## START DATASET RECORDS

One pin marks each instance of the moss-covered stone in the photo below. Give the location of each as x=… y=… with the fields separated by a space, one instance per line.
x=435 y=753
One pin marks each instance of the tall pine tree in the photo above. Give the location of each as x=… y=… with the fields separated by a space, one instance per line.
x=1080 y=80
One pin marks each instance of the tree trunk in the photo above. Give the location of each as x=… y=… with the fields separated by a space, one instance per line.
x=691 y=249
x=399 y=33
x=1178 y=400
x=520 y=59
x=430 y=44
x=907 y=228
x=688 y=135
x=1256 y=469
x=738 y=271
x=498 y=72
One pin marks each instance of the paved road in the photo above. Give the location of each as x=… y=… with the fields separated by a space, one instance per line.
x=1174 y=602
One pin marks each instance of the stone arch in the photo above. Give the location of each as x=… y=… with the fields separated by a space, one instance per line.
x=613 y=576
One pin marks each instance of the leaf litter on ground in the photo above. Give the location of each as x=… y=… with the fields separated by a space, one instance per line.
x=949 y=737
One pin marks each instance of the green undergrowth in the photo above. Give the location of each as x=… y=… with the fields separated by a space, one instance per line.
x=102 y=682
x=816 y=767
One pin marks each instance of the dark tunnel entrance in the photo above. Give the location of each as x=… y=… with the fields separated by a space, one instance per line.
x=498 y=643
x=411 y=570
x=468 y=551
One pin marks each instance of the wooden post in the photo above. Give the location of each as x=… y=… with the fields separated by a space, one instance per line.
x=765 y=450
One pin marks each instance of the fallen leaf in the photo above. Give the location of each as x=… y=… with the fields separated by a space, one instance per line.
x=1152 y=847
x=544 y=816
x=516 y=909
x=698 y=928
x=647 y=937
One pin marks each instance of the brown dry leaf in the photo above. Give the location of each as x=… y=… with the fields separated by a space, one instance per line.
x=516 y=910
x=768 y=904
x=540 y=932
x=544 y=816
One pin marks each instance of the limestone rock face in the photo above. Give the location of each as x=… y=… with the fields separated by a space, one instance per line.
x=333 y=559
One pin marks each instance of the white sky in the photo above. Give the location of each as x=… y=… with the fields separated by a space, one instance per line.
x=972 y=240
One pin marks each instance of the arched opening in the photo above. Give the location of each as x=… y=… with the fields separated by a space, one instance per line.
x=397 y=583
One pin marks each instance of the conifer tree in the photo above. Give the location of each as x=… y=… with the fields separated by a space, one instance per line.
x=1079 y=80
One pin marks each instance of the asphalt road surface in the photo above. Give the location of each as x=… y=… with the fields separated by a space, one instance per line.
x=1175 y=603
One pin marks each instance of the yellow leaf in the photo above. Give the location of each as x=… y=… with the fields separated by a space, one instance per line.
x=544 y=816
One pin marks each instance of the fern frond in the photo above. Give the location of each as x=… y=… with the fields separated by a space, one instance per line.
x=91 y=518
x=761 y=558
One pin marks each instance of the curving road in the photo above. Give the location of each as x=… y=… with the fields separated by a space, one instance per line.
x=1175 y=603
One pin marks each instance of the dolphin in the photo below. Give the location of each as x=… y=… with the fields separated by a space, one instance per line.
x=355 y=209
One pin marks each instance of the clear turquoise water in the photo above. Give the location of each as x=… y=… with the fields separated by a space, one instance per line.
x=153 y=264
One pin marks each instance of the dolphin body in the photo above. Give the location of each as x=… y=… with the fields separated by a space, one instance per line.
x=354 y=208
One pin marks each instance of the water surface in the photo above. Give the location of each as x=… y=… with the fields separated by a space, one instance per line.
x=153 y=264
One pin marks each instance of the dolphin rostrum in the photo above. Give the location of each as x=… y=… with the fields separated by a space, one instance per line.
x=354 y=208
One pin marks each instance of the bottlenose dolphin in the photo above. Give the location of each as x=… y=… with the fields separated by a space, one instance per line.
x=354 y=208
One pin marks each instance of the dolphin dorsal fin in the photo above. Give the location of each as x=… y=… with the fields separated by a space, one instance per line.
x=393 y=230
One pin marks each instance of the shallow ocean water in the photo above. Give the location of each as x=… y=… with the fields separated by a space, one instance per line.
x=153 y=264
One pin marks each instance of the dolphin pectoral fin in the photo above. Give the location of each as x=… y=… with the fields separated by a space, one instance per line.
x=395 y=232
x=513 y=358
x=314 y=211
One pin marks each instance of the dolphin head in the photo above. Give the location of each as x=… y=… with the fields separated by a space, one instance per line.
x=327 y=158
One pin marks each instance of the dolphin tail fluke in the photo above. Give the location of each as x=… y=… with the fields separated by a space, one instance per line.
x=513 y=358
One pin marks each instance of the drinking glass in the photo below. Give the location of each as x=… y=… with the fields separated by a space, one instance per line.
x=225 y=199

## END DATASET RECORDS

WHAT YOU SHOULD DO | Can you reproduce every row above verbatim, leaving nothing out and changing nothing?

RESULT |
One pin marks each instance of the moss-covered stone in the photo below. Give the location of each as x=… y=… with the fields separated by a space, one instance per line.
x=435 y=753
One pin marks each instance of the tall pine tree in the photo above. Give the location of each as x=… y=… with the fields separated by a space, one instance per line.
x=1080 y=80
One pin marks each instance of the tree trunk in the photo above. Give the location of each as x=… y=… with the fields separated by a space, one instance per line.
x=691 y=249
x=399 y=33
x=1178 y=400
x=520 y=59
x=430 y=44
x=907 y=228
x=688 y=135
x=1256 y=469
x=738 y=271
x=498 y=72
One pin marks each instance of the paved road in the photo above. Give the location of each as x=… y=… with the fields separated by a space, one instance per line.
x=1174 y=602
One pin marks each instance of the stone arch in the photo above. Give the location of each as x=… y=… with the fields separated by a space, one instance per line.
x=613 y=576
One pin marks each instance of the leaf litter on ground in the photo above. Give the location of each as x=… y=… with the fields separated by a space, one instance per line.
x=949 y=737
One pin marks each instance of the green undergrowth in the photo above. Give the location of each as x=… y=… with the fields separated by a space, one instance per line.
x=102 y=682
x=816 y=767
One pin marks each instance of the dark tunnel entrance in the photo above. Give the location of each as x=… y=… with the fields separated by a space, one instance per line.
x=498 y=643
x=411 y=570
x=468 y=551
One pin marks each instance of the wooden post in the photo above. Give the location of each as x=… y=… with the fields separated by a space, one instance per line.
x=765 y=450
One pin marks each instance of the fallen leaf in the photo above. Give the location of each as x=… y=… with the fields separated by a space, one instance per line.
x=1152 y=847
x=544 y=816
x=516 y=909
x=698 y=928
x=647 y=937
One pin marks each instance of the brown dry leaf in the photo above. Give the location of each as x=… y=… with the fields separated by a space, one instance per line.
x=516 y=910
x=768 y=904
x=540 y=932
x=544 y=816
One pin marks each instance of the limestone rock face in the photo above. Give the location of each as x=… y=… with the fields separated by a space, one instance per line.
x=333 y=559
One pin marks each instance of the white sky in the photo above. Give the location of each as x=… y=… with the fields separated by a space, one instance per line.
x=972 y=240
One pin marks each instance of the arched opening in the photo above. Give the location of each as x=… y=… with the fields separated by a space, one instance per line.
x=397 y=583
One pin marks each instance of the conifer tree in the photo above. Give the location of each as x=… y=… with the fields separated by a space, one instance per line.
x=1079 y=80
One pin marks each instance of the asphalt road surface in the photo above. Give the location of each as x=… y=… with the fields separated by a space, one instance per line.
x=1175 y=603
One pin marks each instance of the yellow leaf in the photo above. Give the location of each as x=… y=… with the fields separated by a space, one instance per line.
x=544 y=816
One pin marks each instance of the fern frond in the photo above. Give the location of each as x=… y=… with the fields separated by a space, one instance per line.
x=91 y=518
x=761 y=558
One pin marks each instance of the curving road in the photo above. Give the location of each as x=… y=… with the fields separated by a space, one instance per line.
x=1175 y=603
One pin marks each instance of the dolphin in the photo below. Give the location of each as x=… y=… with the fields separated by a space, one instance per line.
x=355 y=209
One pin marks each instance of the clear turquoise water in the photo above. Give the location of each as x=… y=… with the fields separated by a space, one instance per line.
x=153 y=264
One pin marks each instance of the dolphin body in the photo above. Give the location of each as x=… y=… with the fields separated by a space, one instance per line.
x=354 y=208
One pin marks each instance of the water surface in the photo above. Give the location of each as x=… y=… with the fields separated by a space, one instance per line.
x=153 y=264
One pin marks each instance of the dolphin rostrum in the photo above. Give the location of each as x=… y=… with the fields separated by a space, one instance per line.
x=354 y=208
One pin marks each instance of the bottlenose dolphin in the photo above. Give the location of each as x=… y=… with the fields separated by a space, one instance per line.
x=354 y=208
One pin marks each instance of the dolphin dorsal fin in the photo above. Give the location of each as x=… y=… with the fields separated by a space, one instance per line.
x=393 y=230
One pin marks each instance of the shallow ocean water in the photo above. Give the location of each as x=… y=… with the fields separated by a space, one instance per line.
x=153 y=264
One pin marks each instance of the dolphin pectoral fin in the photo above. Give the location of each as x=… y=… with the fields separated by a space, one instance per line.
x=395 y=232
x=513 y=358
x=314 y=211
One pin marks each instance of the dolphin head in the photo above. Give the location of each as x=… y=… with the fields separated by a space, one instance per line.
x=327 y=158
One pin marks each instance of the dolphin tail fluke in the photo above. Give the location of each as x=… y=… with the fields separated by a space, one instance per line.
x=513 y=358
One pin marks each instance of the drinking glass in the photo below. Give the location of each as x=… y=… with the fields separated by a space, one instance per line.
x=225 y=199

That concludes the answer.